» **WORK TO COMPLETE**: Return the run of lines below that opens with the line containing "If you could annotate the pine-like" and closes with the line containing "If you could annotate the green shrub", keeping each one exact.

» **MATERIAL PROVIDED**:
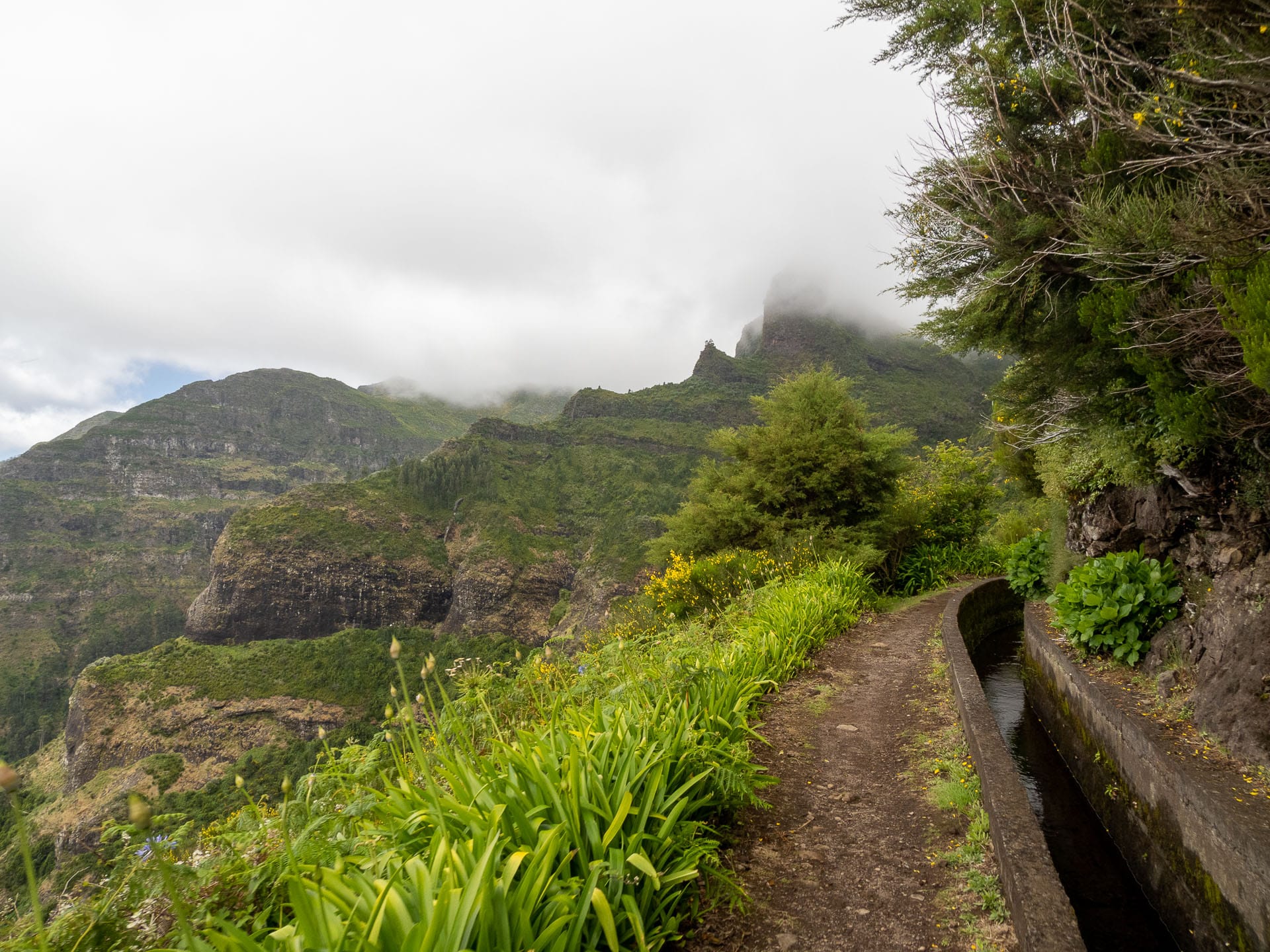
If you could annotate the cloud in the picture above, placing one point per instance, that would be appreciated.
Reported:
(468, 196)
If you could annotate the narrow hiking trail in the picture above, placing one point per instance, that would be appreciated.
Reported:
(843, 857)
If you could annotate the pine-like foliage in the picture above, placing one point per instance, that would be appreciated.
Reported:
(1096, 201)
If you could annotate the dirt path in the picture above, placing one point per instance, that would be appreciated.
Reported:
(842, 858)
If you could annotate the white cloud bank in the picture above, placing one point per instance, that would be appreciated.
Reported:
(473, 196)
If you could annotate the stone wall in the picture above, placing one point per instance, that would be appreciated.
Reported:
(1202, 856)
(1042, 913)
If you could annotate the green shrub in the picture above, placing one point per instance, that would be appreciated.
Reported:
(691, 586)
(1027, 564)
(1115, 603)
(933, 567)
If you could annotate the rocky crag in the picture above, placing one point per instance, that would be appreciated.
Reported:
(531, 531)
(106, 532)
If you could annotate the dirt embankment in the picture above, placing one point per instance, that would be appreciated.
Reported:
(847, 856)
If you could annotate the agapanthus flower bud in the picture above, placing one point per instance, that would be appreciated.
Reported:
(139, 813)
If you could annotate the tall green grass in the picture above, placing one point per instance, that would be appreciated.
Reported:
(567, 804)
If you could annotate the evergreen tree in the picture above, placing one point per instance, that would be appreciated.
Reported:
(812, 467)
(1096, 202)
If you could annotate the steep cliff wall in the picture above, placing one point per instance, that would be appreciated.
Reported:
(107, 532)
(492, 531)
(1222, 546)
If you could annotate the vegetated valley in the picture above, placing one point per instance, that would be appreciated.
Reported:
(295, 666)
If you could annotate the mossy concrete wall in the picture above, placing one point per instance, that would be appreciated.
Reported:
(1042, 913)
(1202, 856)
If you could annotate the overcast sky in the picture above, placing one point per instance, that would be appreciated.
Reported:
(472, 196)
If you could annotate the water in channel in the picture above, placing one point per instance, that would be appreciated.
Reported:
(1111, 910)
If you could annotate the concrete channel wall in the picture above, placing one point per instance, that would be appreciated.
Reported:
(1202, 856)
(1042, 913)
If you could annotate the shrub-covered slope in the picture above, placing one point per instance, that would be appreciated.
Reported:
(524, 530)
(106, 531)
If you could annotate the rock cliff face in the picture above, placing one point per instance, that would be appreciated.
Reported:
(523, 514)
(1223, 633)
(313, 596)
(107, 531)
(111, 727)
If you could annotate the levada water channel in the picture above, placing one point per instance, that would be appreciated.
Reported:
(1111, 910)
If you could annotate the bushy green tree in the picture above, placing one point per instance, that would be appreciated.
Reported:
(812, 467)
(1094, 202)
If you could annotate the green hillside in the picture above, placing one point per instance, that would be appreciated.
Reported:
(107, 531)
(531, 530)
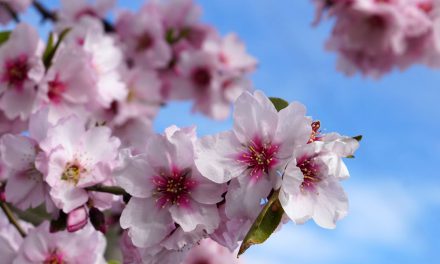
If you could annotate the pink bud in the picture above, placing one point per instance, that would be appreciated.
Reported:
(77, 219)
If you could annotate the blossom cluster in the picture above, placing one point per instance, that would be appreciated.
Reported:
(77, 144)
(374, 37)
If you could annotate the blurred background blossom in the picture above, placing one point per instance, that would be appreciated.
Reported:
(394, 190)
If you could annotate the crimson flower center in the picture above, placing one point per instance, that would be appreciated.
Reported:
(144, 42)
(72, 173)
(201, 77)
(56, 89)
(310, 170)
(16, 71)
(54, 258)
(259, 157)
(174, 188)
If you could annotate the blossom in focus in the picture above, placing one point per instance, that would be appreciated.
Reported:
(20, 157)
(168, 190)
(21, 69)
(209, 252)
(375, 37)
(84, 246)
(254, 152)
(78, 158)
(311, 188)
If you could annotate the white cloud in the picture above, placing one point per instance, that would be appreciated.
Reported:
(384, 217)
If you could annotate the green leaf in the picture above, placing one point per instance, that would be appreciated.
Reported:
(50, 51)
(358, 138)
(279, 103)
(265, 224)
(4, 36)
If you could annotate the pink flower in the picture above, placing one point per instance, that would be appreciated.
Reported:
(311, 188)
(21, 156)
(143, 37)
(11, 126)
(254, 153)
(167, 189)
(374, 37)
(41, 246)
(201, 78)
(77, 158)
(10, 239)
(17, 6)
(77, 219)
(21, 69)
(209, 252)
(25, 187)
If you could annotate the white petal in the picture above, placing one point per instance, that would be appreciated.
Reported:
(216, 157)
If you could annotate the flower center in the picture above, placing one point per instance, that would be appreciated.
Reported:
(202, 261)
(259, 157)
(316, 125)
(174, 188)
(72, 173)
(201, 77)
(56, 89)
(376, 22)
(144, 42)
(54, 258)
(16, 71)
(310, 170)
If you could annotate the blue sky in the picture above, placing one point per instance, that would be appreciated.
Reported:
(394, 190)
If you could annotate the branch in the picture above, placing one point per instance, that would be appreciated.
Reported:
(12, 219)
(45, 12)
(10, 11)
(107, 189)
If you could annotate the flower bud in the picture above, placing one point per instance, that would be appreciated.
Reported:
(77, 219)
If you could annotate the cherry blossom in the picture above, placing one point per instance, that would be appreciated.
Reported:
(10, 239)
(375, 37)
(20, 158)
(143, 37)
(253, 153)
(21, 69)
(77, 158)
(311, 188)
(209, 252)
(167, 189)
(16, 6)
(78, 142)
==
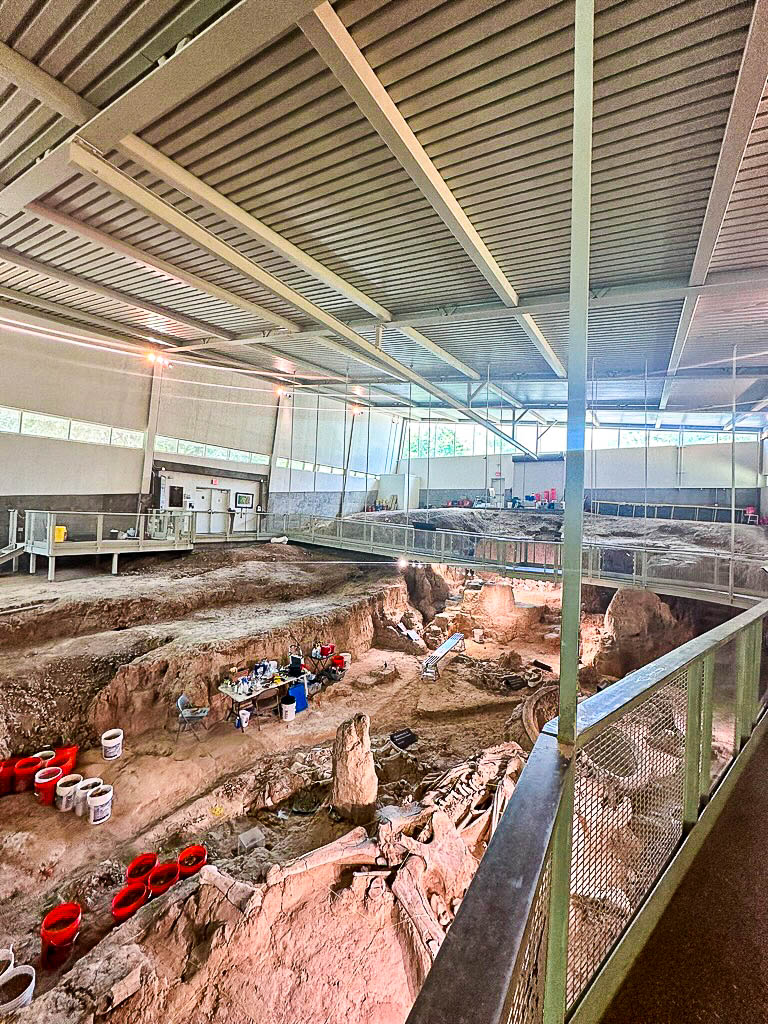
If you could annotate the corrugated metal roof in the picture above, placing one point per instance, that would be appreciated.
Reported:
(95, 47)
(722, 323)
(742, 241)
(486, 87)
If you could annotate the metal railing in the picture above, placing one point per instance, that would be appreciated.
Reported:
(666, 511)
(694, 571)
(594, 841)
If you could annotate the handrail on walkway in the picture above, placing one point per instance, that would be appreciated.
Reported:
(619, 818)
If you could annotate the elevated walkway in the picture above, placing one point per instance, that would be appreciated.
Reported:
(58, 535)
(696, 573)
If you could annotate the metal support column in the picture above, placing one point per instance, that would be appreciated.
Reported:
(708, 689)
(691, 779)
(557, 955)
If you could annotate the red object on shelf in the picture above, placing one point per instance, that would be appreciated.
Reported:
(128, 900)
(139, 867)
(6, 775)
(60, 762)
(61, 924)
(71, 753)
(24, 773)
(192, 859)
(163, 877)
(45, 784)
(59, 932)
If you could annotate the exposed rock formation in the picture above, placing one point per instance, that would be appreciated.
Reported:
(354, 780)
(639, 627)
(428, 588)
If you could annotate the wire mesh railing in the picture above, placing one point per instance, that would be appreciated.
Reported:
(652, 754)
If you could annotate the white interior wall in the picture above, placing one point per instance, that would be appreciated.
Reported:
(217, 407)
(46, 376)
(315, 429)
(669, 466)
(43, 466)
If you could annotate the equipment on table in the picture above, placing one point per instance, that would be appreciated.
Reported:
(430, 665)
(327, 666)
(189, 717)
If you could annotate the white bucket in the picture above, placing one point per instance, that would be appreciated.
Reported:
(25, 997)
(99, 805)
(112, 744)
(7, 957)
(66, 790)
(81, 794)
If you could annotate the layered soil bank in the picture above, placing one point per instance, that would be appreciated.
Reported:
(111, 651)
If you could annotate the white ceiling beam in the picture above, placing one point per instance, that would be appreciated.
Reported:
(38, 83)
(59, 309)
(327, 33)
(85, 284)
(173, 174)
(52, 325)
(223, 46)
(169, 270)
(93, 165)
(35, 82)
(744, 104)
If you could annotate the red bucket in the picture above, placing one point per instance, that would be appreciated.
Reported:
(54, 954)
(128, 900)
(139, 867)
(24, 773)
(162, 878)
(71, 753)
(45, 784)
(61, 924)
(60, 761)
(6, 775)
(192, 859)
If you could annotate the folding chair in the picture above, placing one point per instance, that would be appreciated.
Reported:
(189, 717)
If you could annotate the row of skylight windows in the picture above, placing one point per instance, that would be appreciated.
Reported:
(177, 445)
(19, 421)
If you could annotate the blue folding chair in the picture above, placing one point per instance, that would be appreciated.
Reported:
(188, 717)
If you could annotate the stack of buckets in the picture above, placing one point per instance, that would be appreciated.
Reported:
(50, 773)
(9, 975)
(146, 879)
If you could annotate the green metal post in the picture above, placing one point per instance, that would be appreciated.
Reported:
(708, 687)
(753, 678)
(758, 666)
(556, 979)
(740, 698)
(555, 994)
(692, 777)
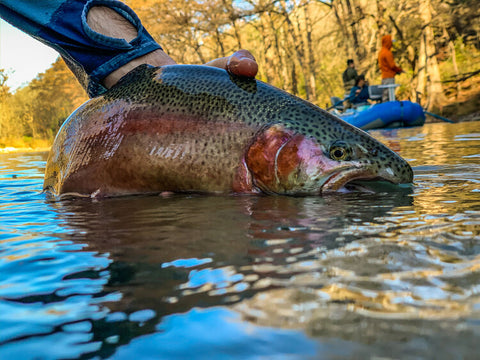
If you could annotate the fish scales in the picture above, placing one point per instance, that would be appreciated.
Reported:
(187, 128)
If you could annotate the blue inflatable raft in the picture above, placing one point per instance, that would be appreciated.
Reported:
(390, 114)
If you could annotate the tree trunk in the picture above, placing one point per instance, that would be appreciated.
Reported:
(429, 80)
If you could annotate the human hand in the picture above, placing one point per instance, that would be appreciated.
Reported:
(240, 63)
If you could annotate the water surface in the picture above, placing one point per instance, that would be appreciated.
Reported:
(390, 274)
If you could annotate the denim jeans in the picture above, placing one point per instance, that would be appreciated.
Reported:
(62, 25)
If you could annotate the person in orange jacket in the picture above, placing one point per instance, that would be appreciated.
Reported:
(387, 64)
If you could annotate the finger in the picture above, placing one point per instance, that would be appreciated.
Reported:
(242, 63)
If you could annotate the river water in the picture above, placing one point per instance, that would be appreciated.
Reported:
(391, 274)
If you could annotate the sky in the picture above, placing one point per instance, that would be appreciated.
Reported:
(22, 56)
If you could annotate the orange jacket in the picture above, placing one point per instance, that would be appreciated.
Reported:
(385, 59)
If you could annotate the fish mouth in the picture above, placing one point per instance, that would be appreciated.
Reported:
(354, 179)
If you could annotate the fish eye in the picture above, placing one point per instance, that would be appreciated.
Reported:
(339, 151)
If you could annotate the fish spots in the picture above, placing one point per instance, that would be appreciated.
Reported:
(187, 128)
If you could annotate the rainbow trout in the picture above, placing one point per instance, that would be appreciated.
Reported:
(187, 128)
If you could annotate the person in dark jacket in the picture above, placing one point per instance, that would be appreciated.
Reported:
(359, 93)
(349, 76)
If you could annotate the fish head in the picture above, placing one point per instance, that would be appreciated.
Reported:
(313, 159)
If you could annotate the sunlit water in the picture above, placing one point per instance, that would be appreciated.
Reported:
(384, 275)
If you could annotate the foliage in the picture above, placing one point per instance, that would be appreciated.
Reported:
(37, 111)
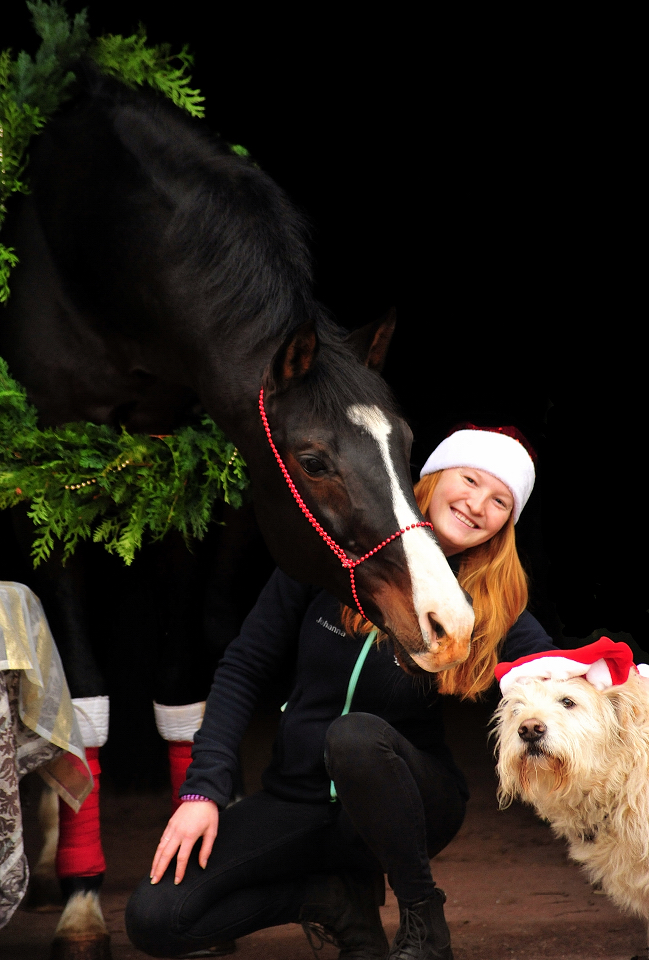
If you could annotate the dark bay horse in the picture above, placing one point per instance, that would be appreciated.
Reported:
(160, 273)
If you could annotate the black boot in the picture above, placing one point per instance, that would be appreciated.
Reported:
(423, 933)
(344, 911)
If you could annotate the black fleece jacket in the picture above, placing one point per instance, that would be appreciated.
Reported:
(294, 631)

» **ANSWER SECTION**:
If you could annotate the pine-like foliage in the picture above, placing one point per instance, that would be appreciated.
Reported:
(1096, 201)
If you could annotate the dirt path in the picture above, placing one point per instance, that would be appreciated.
Reported:
(842, 858)
If you could annotate the white cloud bank in the picture above, placing one point per instance, that would be appreciated.
Reported:
(473, 196)
If you could annotate the stone wall in the picture above, placing one point per instance, that would be appreciated.
Reported:
(1202, 856)
(1042, 913)
If you could annotate the green shrub in the picture above, placing one point per instance, that would be appreciated.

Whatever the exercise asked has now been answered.